**TEXT ZUR ANALYSE**
Die neue Strate­gie der USA fordert Europa auf, seine Grenzen zu schützen, Migration zu begrenzen, die nationale Identität zu stärken, den Sicherheitsbeitrag signifikant zu erhöhen. All das klingt nach Ihren eigenen Forderungen. Was denken Sie: Wird sich die Europäische Union den Forderungen anpassen?

Der Schutz der Grenzen steht an erster Stelle. Dazu gehören konsequente Asyl- und Freizügigkeitsregeln. Es gibt kein Recht auf totale globale Freizügigkeit. Jeder Staat hat das Recht – und die Pflicht –, sein Hoheitsgebiet zu schützen. Die Forderung der USA, übrigens schon seit Barack Obama, die europäischen Nato-Mitglieder müssten erheblich mehr Geld für Verteidigung ausgeben, ist berechtigt. Stattdessen haben gerade die Deutschen, zumal in 16 Merkel-Jahren, die Bundeswehr entkernt.

**ANGEZEIGTE INFORMATIONEN**
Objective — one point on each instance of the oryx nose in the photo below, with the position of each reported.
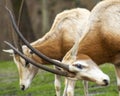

**AUFGABEN UND ÜBUNGEN**
**1.** Welche Forderungen an Europa schreibt der Text über die neue Strategie der USA dieser Strategie zu? Nenne alle.
**2.** Setze den Text über die neue Strategie der USA nach seinem letzten Satz fort.

**ANTWORTEN IN REIHENFOLGE**
**1.**
- Europa soll seine Grenzen schützen.
- Europa soll die Migration begrenzen.
- Europa soll die nationale Identität stärken.
- Europa soll den Sicherheitsbeitrag signifikant erhöhen.

**2.**
Nach wie vor sind wir trotz dreistelliger Milliarden-Sonderschulen von einer halbwegs vollen Verteidigungs- und Funktionsfähigkeit der Bundeswehr mindestens fünf Jahre entfernt. Mangelnde Verteidigungsfähigkeit hat übrigens in der Dekadenz-Geschichte – neben einer Armut an Kindern und einem sorglosen Luxusleben – immer eine große Rolle beim Niedergang von Staaten und Kulturen gespielt.

Ist dies das Ende der „alten westlichen Ordnung“ oder der Anfang einer neuen?

Die Welt ist im Umbruch. Wie sie es immer war. Ein halbes Jahrtausend hat Europa die Welt geprägt. Das dürfte vorbei sein. Seine innereuropäischen Bürgerkriege 1914/1918 und 1939/1945, die zu Weltkriegen ausarteten, haben Europa nachhaltig geschwächt: kulturell, politisch und demografisch. Eine neue Ordnung zeichnet sich ab. Allerdings keine Ordnung, wie sie Francis Fukuyama 1989/1990 mit einem weltweiten Sieg des Liberalismus imaginierte.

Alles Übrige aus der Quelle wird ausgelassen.